*PROBLEM 1*
Please render the lines of the listing as a Markdown table with columns Row and Line, starting at the line that contains "Detect robin's brown wing in this photo." and ending at the line that contains "185, 245, 398, 381". Number each row, leave out blank lines, and include only those lines.

*DOCUMENT EXCERPT*
━━━━━━━━
The US effectively starved half a million Iraqis before the second gulf war with
sanctions. Sanctions were used in Nicaragua, Cuba, Iran,now Syria. The wars
only proliferate. Saddam before his US sponsored attack on Iran looks like an
age of relative prosperity and even tolerance when most Shias and Sunnis
intermarried and lived in the same neighborhoods peacefully and Iraq had the
best educated country in the region. Do people know that under British rule 50
Iraqis a year went past the equivalent of High school. Our bombs don't bring
peace or good government to them or us.
If you look at the long term these methods have only backfired, hurt the
innocent and created huge mistrust. Nations don't behave like compliant
children, and the US is not some benign strict father. Will China agree to
sanction Russia while they are desperately looking for new export markets? What
if they don't? Where will Ukraine's oil come from for the rest of the winter?
Are we really so keen to start a global economic war over the Crimean, with over
90% voting yes to the Russian federation? I don't think it is a good idea. I
think we are already getting more tentative in our pronouncements, and I think
these "punishments" are largely for show.
On Mar 17, 2014, at 5:18 PM, David Morris wrote:
> http://www.esquire.com/blogs/politics/russia-sanctions-031714
>
> The president today took the only action open to him, knowing full well that
it's not going to be "enough" because nothing is ever "enough," and what about
Benghazi, anyway?
━━━━━━━━
*ITEMS*

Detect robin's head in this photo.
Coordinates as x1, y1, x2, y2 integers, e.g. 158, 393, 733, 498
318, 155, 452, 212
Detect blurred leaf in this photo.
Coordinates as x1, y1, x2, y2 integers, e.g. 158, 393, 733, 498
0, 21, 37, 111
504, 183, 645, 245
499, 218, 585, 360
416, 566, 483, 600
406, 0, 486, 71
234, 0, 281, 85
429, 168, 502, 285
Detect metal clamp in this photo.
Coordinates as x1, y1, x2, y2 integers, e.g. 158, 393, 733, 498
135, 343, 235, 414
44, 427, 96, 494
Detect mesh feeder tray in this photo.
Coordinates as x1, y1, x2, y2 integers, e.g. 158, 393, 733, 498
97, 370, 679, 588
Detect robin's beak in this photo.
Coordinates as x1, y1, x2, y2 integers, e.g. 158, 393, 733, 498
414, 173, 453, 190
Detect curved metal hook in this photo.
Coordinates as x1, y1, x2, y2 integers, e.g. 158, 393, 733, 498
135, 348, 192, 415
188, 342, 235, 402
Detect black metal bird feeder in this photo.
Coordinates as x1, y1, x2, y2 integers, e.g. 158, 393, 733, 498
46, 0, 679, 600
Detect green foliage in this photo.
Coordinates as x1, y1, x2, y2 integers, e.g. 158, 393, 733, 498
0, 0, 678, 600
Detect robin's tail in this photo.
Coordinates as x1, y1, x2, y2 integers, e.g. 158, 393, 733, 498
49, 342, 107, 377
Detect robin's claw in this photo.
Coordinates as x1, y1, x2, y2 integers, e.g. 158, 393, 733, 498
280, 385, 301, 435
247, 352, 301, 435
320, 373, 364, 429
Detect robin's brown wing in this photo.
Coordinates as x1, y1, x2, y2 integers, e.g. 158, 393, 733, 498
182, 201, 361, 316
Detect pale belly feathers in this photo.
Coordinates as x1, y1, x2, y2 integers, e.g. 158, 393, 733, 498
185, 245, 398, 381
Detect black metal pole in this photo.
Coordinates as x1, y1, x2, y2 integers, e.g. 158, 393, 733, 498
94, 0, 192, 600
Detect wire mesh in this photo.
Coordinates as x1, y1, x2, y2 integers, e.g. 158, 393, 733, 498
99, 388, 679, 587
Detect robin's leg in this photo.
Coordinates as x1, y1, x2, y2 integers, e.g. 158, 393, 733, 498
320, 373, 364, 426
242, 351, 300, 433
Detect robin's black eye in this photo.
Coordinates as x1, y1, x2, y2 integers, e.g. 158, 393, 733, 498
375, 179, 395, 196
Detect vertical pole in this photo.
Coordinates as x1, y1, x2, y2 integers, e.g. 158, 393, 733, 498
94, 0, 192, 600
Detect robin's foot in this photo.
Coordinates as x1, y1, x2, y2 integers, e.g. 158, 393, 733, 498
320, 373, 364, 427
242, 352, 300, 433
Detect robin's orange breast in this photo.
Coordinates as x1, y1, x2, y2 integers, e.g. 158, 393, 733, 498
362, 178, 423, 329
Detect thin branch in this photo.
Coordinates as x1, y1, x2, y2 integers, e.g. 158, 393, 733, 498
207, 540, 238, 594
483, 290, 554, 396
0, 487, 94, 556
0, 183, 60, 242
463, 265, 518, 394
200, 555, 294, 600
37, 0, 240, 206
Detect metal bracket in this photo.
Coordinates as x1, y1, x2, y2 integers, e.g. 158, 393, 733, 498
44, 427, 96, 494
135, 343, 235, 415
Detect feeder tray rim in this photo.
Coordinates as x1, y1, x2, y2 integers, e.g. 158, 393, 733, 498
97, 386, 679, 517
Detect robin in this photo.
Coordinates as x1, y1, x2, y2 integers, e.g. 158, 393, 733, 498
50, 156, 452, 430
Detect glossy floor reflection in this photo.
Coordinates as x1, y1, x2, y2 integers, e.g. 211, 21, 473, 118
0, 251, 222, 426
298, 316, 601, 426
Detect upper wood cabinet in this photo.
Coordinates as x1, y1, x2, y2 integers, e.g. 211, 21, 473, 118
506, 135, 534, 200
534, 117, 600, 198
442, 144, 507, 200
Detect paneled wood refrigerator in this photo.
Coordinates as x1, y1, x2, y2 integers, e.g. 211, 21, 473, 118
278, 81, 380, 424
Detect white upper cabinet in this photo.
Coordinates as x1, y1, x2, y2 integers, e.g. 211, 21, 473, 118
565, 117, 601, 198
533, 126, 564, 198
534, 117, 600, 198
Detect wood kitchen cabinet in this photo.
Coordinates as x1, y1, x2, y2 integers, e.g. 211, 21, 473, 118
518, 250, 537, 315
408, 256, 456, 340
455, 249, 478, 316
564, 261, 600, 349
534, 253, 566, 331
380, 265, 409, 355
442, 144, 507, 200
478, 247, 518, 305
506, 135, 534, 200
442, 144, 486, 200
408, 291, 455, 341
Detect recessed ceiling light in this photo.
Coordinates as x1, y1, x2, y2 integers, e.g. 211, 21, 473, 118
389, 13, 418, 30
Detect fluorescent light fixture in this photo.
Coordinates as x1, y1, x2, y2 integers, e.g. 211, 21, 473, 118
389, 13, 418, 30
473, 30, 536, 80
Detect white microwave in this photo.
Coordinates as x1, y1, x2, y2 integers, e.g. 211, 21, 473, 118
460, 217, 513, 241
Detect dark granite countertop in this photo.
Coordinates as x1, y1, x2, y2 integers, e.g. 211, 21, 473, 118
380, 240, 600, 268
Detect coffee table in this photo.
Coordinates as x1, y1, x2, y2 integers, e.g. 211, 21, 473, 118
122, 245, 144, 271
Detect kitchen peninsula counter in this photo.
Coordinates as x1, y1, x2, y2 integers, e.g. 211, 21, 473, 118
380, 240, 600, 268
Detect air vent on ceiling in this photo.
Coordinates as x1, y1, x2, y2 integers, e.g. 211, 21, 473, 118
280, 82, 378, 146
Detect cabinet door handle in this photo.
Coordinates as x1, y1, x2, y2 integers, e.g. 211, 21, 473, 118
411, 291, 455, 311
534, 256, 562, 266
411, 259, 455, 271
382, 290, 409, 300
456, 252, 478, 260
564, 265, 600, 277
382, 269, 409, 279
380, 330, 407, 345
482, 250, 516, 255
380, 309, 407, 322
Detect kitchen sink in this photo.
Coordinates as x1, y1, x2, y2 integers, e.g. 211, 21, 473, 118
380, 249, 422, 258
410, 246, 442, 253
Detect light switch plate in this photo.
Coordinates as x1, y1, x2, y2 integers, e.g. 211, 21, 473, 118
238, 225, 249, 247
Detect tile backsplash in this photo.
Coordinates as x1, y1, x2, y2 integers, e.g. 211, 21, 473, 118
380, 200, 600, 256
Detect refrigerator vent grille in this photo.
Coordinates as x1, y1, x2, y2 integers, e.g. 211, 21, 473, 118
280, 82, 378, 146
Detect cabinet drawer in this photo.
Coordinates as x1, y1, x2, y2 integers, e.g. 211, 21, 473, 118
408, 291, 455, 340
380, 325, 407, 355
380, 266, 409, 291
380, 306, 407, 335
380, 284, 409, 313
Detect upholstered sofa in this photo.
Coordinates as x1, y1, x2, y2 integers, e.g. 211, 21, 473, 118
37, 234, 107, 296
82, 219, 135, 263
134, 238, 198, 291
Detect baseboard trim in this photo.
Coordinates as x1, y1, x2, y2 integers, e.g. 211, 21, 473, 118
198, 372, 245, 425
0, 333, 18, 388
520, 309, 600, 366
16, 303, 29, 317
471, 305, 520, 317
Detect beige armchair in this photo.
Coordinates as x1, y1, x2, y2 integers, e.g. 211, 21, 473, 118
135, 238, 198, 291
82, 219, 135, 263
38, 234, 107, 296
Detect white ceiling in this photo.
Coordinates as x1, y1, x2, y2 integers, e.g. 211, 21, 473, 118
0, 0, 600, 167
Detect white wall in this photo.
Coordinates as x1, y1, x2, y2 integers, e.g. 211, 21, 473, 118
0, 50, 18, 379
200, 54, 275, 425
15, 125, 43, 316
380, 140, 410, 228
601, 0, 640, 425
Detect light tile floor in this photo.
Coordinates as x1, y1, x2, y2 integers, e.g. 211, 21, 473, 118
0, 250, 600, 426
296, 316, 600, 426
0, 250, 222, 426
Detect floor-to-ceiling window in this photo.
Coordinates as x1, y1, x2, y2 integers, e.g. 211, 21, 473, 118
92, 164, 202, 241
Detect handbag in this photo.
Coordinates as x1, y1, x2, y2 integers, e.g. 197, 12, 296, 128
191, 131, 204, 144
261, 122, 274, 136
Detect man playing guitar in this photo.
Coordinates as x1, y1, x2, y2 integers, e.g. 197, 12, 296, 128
━━━━━━━━
*PROBLEM 2*
Summarize the commentary on sanctions in two sentences.

*CORRECT OUTPUT 1*
| Row | Line |
|---|---|
| 1 | Detect robin's brown wing in this photo. |
| 2 | Coordinates as x1, y1, x2, y2 integers, e.g. 158, 393, 733, 498 |
| 3 | 182, 201, 361, 316 |
| 4 | Detect pale belly feathers in this photo. |
| 5 | Coordinates as x1, y1, x2, y2 integers, e.g. 158, 393, 733, 498 |
| 6 | 185, 245, 398, 381 |

*CORRECT OUTPUT 2*
The commentary argues that US sanctions, such as those that starved half a million Iraqis before the second gulf war, have backfired over the long term, hurting the innocent and creating huge mistrust. It questions sanctioning Russia over the Crimean vote, asking whether China will agree and where Ukraine's oil will come from, and judges these "punishments" to be largely for show.